╭─ Records to use
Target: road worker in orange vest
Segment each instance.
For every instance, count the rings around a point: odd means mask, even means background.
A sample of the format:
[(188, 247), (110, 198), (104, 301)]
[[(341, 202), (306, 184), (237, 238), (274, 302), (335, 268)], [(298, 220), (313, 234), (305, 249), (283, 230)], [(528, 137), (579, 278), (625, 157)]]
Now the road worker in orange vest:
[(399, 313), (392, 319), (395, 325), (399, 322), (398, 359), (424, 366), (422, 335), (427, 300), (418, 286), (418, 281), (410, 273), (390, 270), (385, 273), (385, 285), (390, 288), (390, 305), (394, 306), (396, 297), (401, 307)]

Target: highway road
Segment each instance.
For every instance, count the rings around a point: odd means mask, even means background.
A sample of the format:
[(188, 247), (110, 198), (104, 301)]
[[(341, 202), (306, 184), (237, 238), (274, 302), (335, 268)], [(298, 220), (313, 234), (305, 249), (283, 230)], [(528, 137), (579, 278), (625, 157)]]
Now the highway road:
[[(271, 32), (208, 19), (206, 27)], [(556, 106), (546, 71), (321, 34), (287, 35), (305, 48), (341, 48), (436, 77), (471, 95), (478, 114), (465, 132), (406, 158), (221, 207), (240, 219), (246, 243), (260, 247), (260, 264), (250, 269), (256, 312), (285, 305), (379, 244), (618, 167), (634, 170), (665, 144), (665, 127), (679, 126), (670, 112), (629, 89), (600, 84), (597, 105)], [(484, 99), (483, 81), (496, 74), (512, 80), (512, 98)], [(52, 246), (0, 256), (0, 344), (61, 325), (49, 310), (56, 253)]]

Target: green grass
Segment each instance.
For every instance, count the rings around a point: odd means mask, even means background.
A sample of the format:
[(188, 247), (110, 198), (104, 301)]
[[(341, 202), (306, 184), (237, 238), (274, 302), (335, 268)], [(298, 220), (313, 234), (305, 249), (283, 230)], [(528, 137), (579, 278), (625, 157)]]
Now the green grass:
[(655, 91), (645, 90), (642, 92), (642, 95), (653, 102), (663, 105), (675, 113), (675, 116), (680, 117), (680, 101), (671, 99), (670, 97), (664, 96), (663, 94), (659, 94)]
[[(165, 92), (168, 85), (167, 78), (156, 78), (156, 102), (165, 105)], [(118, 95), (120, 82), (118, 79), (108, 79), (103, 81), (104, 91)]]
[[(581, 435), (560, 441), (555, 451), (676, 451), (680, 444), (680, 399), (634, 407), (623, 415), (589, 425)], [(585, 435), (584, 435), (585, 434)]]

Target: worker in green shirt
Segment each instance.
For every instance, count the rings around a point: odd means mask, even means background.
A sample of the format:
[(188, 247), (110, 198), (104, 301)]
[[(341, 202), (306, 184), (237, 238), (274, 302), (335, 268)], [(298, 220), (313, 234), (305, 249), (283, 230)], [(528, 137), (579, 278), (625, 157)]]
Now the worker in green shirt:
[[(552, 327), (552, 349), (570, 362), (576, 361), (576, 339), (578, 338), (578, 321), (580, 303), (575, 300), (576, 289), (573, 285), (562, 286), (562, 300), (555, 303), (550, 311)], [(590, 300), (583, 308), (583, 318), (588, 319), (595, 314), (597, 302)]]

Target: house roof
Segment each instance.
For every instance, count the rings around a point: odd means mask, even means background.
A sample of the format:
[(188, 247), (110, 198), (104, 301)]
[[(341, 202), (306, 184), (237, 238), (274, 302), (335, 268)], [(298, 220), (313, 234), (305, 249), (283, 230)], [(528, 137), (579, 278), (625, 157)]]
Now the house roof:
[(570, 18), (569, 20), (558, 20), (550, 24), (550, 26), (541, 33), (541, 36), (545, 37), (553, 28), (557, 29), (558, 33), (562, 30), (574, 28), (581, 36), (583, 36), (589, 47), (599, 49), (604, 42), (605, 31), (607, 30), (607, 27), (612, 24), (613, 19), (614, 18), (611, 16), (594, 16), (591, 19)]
╰─
The complete listing is to be repeated exactly.

- [Written reply]
Target: road worker in orange vest
Segment each instance.
For every instance, count the rings around a point: odd means mask, even means background.
A sample of the format:
[(188, 247), (110, 198), (104, 301)]
[[(341, 202), (306, 184), (237, 238), (274, 302), (335, 268)], [(298, 220), (313, 234), (305, 249), (283, 230)], [(528, 137), (579, 278), (625, 157)]]
Now the road worker in orange vest:
[(399, 313), (392, 319), (395, 325), (399, 322), (398, 359), (424, 366), (422, 335), (427, 300), (418, 286), (418, 281), (410, 273), (390, 270), (385, 273), (385, 285), (390, 288), (390, 305), (394, 306), (396, 297), (401, 307)]

Target: highway road
Segment each instance.
For every instance, count the rings around a point: odd means mask, even means background.
A sample of the format:
[(188, 247), (110, 198), (104, 301)]
[[(341, 202), (306, 184), (237, 238), (274, 302), (335, 268)], [(298, 220), (313, 234), (305, 249), (283, 230)], [(528, 137), (579, 278), (625, 157)]]
Now the highway road:
[[(271, 32), (208, 19), (206, 27)], [(556, 106), (546, 71), (321, 34), (287, 35), (305, 48), (341, 48), (436, 77), (471, 95), (478, 114), (465, 132), (406, 158), (221, 207), (240, 219), (246, 243), (260, 247), (260, 264), (250, 269), (256, 312), (285, 305), (379, 244), (618, 167), (634, 170), (665, 144), (665, 127), (679, 126), (670, 112), (629, 89), (600, 84), (597, 105)], [(484, 99), (483, 81), (496, 74), (512, 80), (512, 98)], [(52, 246), (0, 256), (0, 344), (61, 325), (49, 310), (56, 253)]]

Target: green grass
Segment each instance.
For every instance, count the rings around a point: odd means mask, even means background.
A sample of the format:
[(188, 247), (110, 198), (104, 301)]
[[(341, 202), (306, 184), (237, 238), (274, 302), (335, 268)], [(298, 220), (313, 234), (305, 249), (283, 230)], [(528, 137), (579, 278), (625, 157)]]
Now the green grass:
[(655, 91), (645, 90), (642, 92), (642, 95), (653, 102), (663, 105), (675, 113), (675, 116), (680, 117), (680, 101), (671, 99), (670, 97), (664, 96), (663, 94), (659, 94)]
[[(165, 92), (168, 85), (167, 78), (156, 78), (156, 102), (165, 105)], [(118, 95), (120, 82), (118, 79), (108, 79), (103, 81), (104, 91)]]
[[(581, 435), (560, 441), (555, 451), (676, 451), (680, 444), (680, 399), (634, 407), (623, 415), (589, 425)], [(585, 435), (584, 435), (585, 434)]]

Target: worker in green shirt
Segment each instance.
For every instance, count the rings around a point: odd means mask, even means background.
A sample of the format:
[(188, 247), (110, 198), (104, 301)]
[[(341, 202), (306, 184), (237, 238), (274, 302), (335, 268)], [(298, 220), (313, 234), (305, 249), (283, 230)], [(528, 137), (579, 278), (625, 157)]]
Now the worker in green shirt:
[[(552, 327), (552, 349), (570, 362), (576, 361), (576, 339), (578, 338), (578, 321), (580, 303), (575, 300), (576, 289), (573, 285), (562, 286), (562, 300), (555, 303), (550, 311)], [(590, 300), (583, 308), (583, 318), (588, 319), (595, 314), (597, 302)]]

Target: house roof
Segment each instance.
For every instance, count the rings around a point: odd means mask, even means background.
A sample of the format:
[(188, 247), (110, 198), (104, 301)]
[[(341, 202), (306, 184), (237, 238), (274, 302), (335, 268)], [(298, 220), (313, 234), (305, 249), (283, 230)], [(528, 137), (579, 278), (625, 157)]]
Now the house roof:
[(570, 18), (569, 20), (558, 20), (550, 24), (550, 26), (541, 33), (541, 36), (545, 37), (553, 28), (557, 29), (558, 33), (562, 30), (574, 28), (581, 36), (583, 36), (589, 47), (599, 49), (604, 42), (605, 31), (607, 30), (607, 27), (612, 24), (613, 19), (614, 18), (611, 16), (594, 16), (591, 19)]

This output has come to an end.